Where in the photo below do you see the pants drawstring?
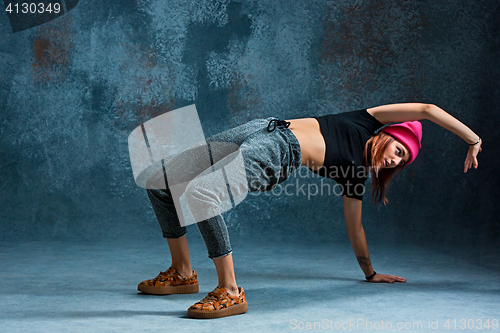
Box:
[267,119,291,132]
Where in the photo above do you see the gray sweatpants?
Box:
[147,117,302,259]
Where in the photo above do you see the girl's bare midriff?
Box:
[286,118,326,170]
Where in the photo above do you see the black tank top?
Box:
[313,109,384,200]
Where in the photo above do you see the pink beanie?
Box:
[381,121,422,164]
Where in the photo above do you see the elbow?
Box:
[422,104,437,119]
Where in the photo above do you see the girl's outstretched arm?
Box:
[367,103,483,172]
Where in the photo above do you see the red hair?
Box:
[365,132,404,205]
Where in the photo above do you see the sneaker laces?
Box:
[198,291,221,304]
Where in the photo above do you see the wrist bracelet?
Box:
[365,271,377,281]
[469,138,481,146]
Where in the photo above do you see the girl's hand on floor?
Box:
[464,140,483,173]
[368,273,406,283]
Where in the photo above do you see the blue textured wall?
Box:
[0,0,500,244]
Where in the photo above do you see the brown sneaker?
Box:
[137,267,199,295]
[188,287,248,319]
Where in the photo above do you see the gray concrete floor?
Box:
[0,240,500,332]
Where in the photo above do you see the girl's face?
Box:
[382,140,410,169]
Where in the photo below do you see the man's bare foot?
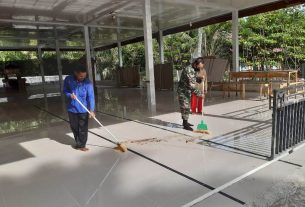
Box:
[79,147,89,152]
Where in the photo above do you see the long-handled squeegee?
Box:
[75,97,128,152]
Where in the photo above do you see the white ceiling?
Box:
[0,0,288,47]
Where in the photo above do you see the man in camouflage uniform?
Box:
[177,58,204,131]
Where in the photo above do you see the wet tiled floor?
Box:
[0,87,305,207]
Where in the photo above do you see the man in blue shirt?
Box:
[63,66,95,151]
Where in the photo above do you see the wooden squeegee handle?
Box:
[75,97,119,143]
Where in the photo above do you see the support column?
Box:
[143,0,156,112]
[37,46,46,94]
[55,37,63,93]
[84,26,94,83]
[197,28,202,57]
[232,10,239,71]
[159,30,164,64]
[118,42,123,68]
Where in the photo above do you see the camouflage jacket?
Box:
[177,66,202,96]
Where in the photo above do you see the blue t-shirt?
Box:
[64,75,95,113]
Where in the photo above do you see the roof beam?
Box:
[163,0,235,11]
[0,19,143,31]
[52,0,77,12]
[85,0,130,25]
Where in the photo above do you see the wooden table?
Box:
[229,70,298,98]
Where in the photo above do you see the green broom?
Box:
[194,82,210,134]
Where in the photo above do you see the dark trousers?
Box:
[68,112,89,148]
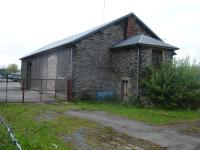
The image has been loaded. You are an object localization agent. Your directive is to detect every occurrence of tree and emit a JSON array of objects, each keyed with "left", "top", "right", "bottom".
[
  {"left": 141, "top": 58, "right": 200, "bottom": 109},
  {"left": 6, "top": 64, "right": 18, "bottom": 73}
]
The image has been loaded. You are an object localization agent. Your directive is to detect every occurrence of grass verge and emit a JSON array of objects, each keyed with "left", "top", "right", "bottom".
[{"left": 0, "top": 103, "right": 96, "bottom": 150}]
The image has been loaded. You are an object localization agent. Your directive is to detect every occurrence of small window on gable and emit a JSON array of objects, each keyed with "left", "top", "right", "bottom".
[{"left": 152, "top": 50, "right": 163, "bottom": 67}]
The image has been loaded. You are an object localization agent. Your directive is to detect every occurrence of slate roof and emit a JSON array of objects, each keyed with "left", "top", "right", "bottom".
[
  {"left": 112, "top": 34, "right": 179, "bottom": 50},
  {"left": 21, "top": 13, "right": 161, "bottom": 59}
]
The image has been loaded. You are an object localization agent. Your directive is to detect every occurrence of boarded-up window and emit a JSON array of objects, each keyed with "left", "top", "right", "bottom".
[{"left": 152, "top": 50, "right": 162, "bottom": 67}]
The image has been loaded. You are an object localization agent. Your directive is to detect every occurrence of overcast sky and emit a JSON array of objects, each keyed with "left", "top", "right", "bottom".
[{"left": 0, "top": 0, "right": 200, "bottom": 66}]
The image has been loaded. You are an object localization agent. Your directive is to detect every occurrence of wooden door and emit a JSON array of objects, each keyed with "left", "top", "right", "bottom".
[
  {"left": 121, "top": 81, "right": 128, "bottom": 101},
  {"left": 26, "top": 62, "right": 32, "bottom": 89}
]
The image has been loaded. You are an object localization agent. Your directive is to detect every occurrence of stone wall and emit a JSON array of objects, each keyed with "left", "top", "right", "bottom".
[
  {"left": 22, "top": 46, "right": 71, "bottom": 94},
  {"left": 73, "top": 22, "right": 125, "bottom": 97},
  {"left": 111, "top": 48, "right": 138, "bottom": 96}
]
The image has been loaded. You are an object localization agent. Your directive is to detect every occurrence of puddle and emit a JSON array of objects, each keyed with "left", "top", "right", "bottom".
[{"left": 62, "top": 127, "right": 164, "bottom": 150}]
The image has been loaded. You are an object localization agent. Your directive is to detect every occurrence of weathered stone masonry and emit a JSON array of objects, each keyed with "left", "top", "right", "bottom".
[{"left": 21, "top": 14, "right": 177, "bottom": 98}]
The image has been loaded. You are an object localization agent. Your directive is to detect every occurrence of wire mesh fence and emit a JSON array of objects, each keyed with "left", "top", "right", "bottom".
[{"left": 0, "top": 75, "right": 68, "bottom": 103}]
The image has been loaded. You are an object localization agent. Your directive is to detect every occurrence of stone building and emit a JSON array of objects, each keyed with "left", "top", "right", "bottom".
[{"left": 21, "top": 13, "right": 178, "bottom": 100}]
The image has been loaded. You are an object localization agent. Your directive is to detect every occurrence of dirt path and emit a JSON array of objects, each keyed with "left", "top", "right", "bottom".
[{"left": 65, "top": 111, "right": 200, "bottom": 150}]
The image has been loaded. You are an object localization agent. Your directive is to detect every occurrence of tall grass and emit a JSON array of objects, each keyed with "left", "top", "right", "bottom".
[{"left": 141, "top": 57, "right": 200, "bottom": 109}]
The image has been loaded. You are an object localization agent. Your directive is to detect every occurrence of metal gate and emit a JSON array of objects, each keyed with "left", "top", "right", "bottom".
[{"left": 0, "top": 74, "right": 69, "bottom": 103}]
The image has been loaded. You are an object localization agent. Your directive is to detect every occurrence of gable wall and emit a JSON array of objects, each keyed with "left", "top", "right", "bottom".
[
  {"left": 73, "top": 18, "right": 153, "bottom": 97},
  {"left": 21, "top": 46, "right": 71, "bottom": 93}
]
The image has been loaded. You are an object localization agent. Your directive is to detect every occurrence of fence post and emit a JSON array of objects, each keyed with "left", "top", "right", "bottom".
[
  {"left": 6, "top": 74, "right": 8, "bottom": 103},
  {"left": 40, "top": 79, "right": 42, "bottom": 102},
  {"left": 54, "top": 78, "right": 57, "bottom": 101},
  {"left": 67, "top": 79, "right": 72, "bottom": 100},
  {"left": 22, "top": 79, "right": 25, "bottom": 103}
]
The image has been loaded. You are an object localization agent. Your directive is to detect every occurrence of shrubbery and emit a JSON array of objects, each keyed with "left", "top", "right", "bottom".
[{"left": 141, "top": 58, "right": 200, "bottom": 109}]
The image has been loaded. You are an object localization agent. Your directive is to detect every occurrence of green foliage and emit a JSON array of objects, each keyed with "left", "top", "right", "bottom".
[
  {"left": 6, "top": 64, "right": 18, "bottom": 73},
  {"left": 141, "top": 58, "right": 200, "bottom": 109}
]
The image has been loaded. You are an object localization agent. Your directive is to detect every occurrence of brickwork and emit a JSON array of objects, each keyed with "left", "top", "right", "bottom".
[{"left": 22, "top": 14, "right": 175, "bottom": 98}]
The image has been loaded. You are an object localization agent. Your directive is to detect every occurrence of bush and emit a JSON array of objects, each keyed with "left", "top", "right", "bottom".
[{"left": 141, "top": 58, "right": 200, "bottom": 109}]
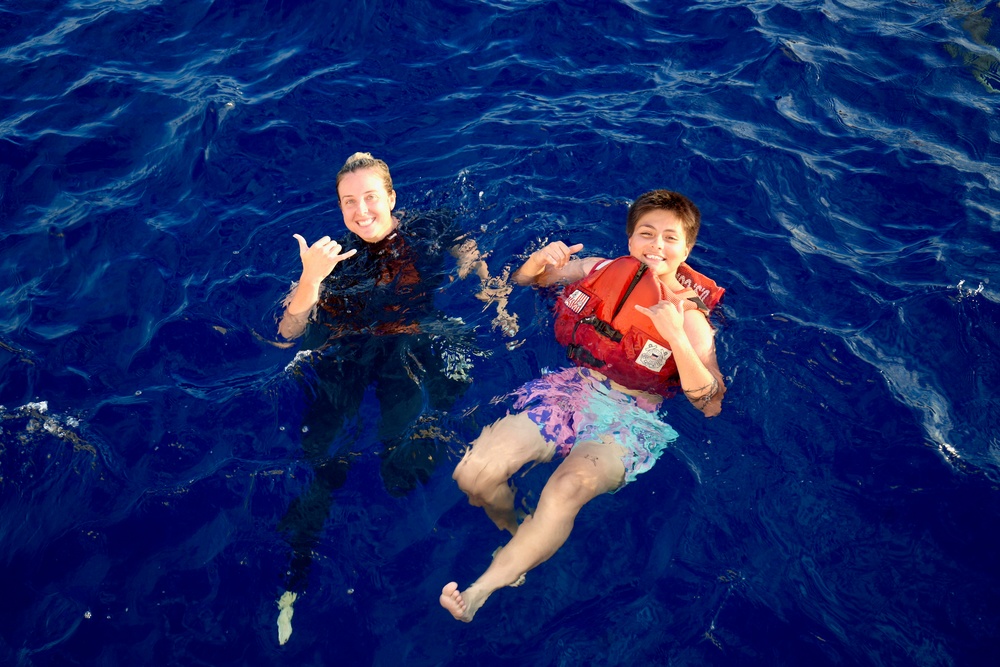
============================================================
■ DIRECTIVE ■
Rewrite all of the material above, changing every "Box:" to "Bounding box:" and leaving everything else the same. Leave out the pictures.

■ WORKED SOLUTION ■
Where in the photo below do you see the pants drawstring?
Bounding box:
[267,119,291,132]
Where in the photo above do you see the gray sweatpants?
Bounding box:
[147,117,302,259]
Where in the photo above do you see the girl's bare midriff?
Bounding box:
[286,118,326,170]
Where in the photo above do you see the black tank top?
Bounding box:
[313,109,384,200]
Where in the photo above do you see the pink beanie?
Bounding box:
[381,121,422,164]
Where in the photo above do you see the elbow?
Bounding box:
[422,104,437,119]
Where in the photo above do you see the girl's outstretched arm?
Bounding box:
[367,103,483,172]
Where in the photo above do you see the red hair?
Bounding box:
[365,132,404,205]
Where in the photo above do you see the sneaker laces?
Bounding box:
[198,291,221,304]
Where in the photo above do you see the wrist bracelet?
Bounding box:
[365,271,377,281]
[469,138,481,146]
Where in the photo above do you see the girl's hand on floor?
Bounding box:
[464,140,483,173]
[368,273,406,283]
Where in the photo above do you see the blue textured wall?
Bounding box:
[0,0,500,244]
Where in the photo above do you see the brown sneaker?
Bounding box:
[137,267,199,295]
[188,287,248,319]
Where in the photo above do you see the gray concrete floor?
Bounding box:
[0,240,500,332]
Where in the photo above do you see the girl's face?
Bounding box:
[382,140,410,169]
Where in the photo below do you see the man's bare foot?
Bounding box:
[79,147,89,152]
Where in the photo above do you see the long-handled squeegee?
Bounding box:
[75,97,128,152]
Where in the photo above do you see the white ceiling?
Bounding box:
[0,0,288,47]
Where in the photo above do you see the man in camouflage uniform?
Bounding box:
[177,58,204,131]
Where in the photo above do you see the wet tiled floor?
Bounding box:
[0,87,305,207]
Where in the photo above do you see the man in blue shirt?
Bounding box:
[63,66,95,151]
Where in the photo above do you see the wooden squeegee handle?
Bounding box:
[75,97,119,143]
Where in the photo above do you see the support column?
Bounding box:
[143,0,156,112]
[37,46,46,94]
[55,37,63,93]
[84,26,94,83]
[197,28,202,57]
[232,10,239,71]
[159,30,164,64]
[118,42,123,68]
Where in the photo above do you see the camouflage jacket?
Bounding box:
[177,66,202,96]
Where in the photo above do you see the blue t-shirt?
Bounding box:
[64,75,95,113]
Where in the photo above do you see the roof beam?
Bounding box:
[163,0,235,11]
[0,19,143,31]
[52,0,77,12]
[85,0,130,25]
Where in the photo above do you see the wooden table?
Bounding box:
[229,70,298,98]
Where in the photo above do you see the green broom?
Bounding box:
[194,82,210,134]
Where in the photo above do you see the dark trousers?
Bounding box:
[68,112,89,148]
The image has been loaded. You are an object localization agent. Your directive is to detect every occurrence of tree and emit a JSON array of objects, each keyed with "left", "top", "right", "bottom".
[
  {"left": 141, "top": 58, "right": 200, "bottom": 109},
  {"left": 6, "top": 64, "right": 18, "bottom": 73}
]
The image has been loaded. You are an object localization agent. Your directive is to detect every occurrence of grass verge and emit a JSON array of objects, each keyed with "left", "top", "right", "bottom".
[{"left": 0, "top": 103, "right": 96, "bottom": 150}]
The image has been loaded. You are an object localization agent. Your directive is to detect every occurrence of small window on gable and emit a JSON array of objects, each keyed with "left", "top", "right", "bottom".
[{"left": 152, "top": 50, "right": 163, "bottom": 67}]
The image has been loaded. You are an object localization agent. Your directive is to detect every occurrence of slate roof and emit a JSON array of objects, each keyed with "left", "top", "right", "bottom".
[
  {"left": 112, "top": 34, "right": 179, "bottom": 50},
  {"left": 21, "top": 13, "right": 161, "bottom": 59}
]
The image has been loaded. You are an object localization agent. Your directive is to detect every occurrence of boarded-up window and emit a JSON array of objects, each keyed with "left", "top", "right", "bottom".
[{"left": 152, "top": 50, "right": 162, "bottom": 67}]
The image has been loaded. You are an object localization agent. Your directive is to detect every occurrence of overcast sky and emit a JSON array of objects, each keyed with "left", "top", "right", "bottom".
[{"left": 0, "top": 0, "right": 200, "bottom": 66}]
The image has been loaded. You are an object localization agent. Your directive is to detect every occurrence of wooden door and emit a JSON array of objects, each keyed with "left", "top", "right", "bottom".
[
  {"left": 121, "top": 81, "right": 128, "bottom": 101},
  {"left": 26, "top": 62, "right": 32, "bottom": 89}
]
The image has been loaded. You are an object localization agent. Your directive is to detect every occurrence of stone wall and emit a JSON array of objects, each keyed with "left", "top", "right", "bottom".
[
  {"left": 22, "top": 46, "right": 71, "bottom": 94},
  {"left": 73, "top": 22, "right": 125, "bottom": 97},
  {"left": 111, "top": 48, "right": 138, "bottom": 96}
]
The image has been loaded. You are an object localization agent. Your directive is to detect every occurrence of puddle and emit a JSON array of objects, each keyed with "left", "top", "right", "bottom".
[{"left": 62, "top": 127, "right": 164, "bottom": 150}]
The image has been loaded. You are an object localization agent. Your directive is to detect every occurrence of weathered stone masonry and emit a JSON array of objects, each keyed with "left", "top", "right", "bottom".
[{"left": 21, "top": 14, "right": 177, "bottom": 98}]
The image has been loaded. You are an object localization agent. Your directive is to detect every occurrence of wire mesh fence and emit a JSON array of objects, each keyed with "left", "top", "right", "bottom".
[{"left": 0, "top": 75, "right": 68, "bottom": 103}]
The image has been loaded. You are an object localization agent. Your directive is to detect every occurrence of stone building and emit a JSON array of objects, each keyed with "left", "top", "right", "bottom".
[{"left": 21, "top": 13, "right": 178, "bottom": 100}]
The image has been loaded. You are an object localization agent. Your directive is to detect every occurrence of dirt path and emit a JSON array of objects, each keyed with "left", "top", "right", "bottom".
[{"left": 65, "top": 111, "right": 200, "bottom": 150}]
The image has been loaded. You are an object localization agent. Your directive is to detect every occurrence of tall grass and emit a JSON array of objects, each keyed with "left", "top", "right", "bottom".
[{"left": 141, "top": 57, "right": 200, "bottom": 109}]
The image has been loaded. You are an object localization agent. Your directive is to detect every occurrence of metal gate and emit a JSON array of objects, each keyed with "left", "top", "right", "bottom".
[{"left": 0, "top": 74, "right": 69, "bottom": 103}]
The image has been loaded. You are an object localization agent. Your directive is to detect every occurrence of gable wall and emit a JSON array of objects, each keyed with "left", "top", "right", "bottom".
[
  {"left": 73, "top": 18, "right": 153, "bottom": 97},
  {"left": 21, "top": 46, "right": 71, "bottom": 93}
]
The image has been loaded. You are an object localization agent. Your directive is to detect every occurrence of fence post and emit a JSON array of objects, each keyed with "left", "top", "right", "bottom".
[
  {"left": 6, "top": 74, "right": 8, "bottom": 103},
  {"left": 40, "top": 79, "right": 42, "bottom": 102},
  {"left": 54, "top": 78, "right": 57, "bottom": 101},
  {"left": 67, "top": 79, "right": 72, "bottom": 100},
  {"left": 22, "top": 79, "right": 25, "bottom": 103}
]
The image has been loaded. You are an object localization agent. Your directive is to detect every occurrence of shrubbery and emit a JSON array of objects, each keyed with "left", "top", "right", "bottom".
[{"left": 141, "top": 58, "right": 200, "bottom": 109}]
The image has been loaded. You are an object localization agent. Your directive is to detect every occurrence of green foliage and emit a JSON array of objects, each keyed with "left", "top", "right", "bottom".
[
  {"left": 6, "top": 64, "right": 18, "bottom": 73},
  {"left": 141, "top": 58, "right": 200, "bottom": 109}
]
The image has been loaded. You are an object localization agent. Your directive is to detect every occurrence of brickwork and emit a JSON array of objects, each keyed with "left", "top", "right", "bottom".
[{"left": 22, "top": 14, "right": 175, "bottom": 98}]
The image has been loaded. You are an object localization agent. Your directive is to detect every occurrence of bush and emit a JSON array of objects, each keyed with "left", "top", "right", "bottom".
[{"left": 141, "top": 58, "right": 200, "bottom": 109}]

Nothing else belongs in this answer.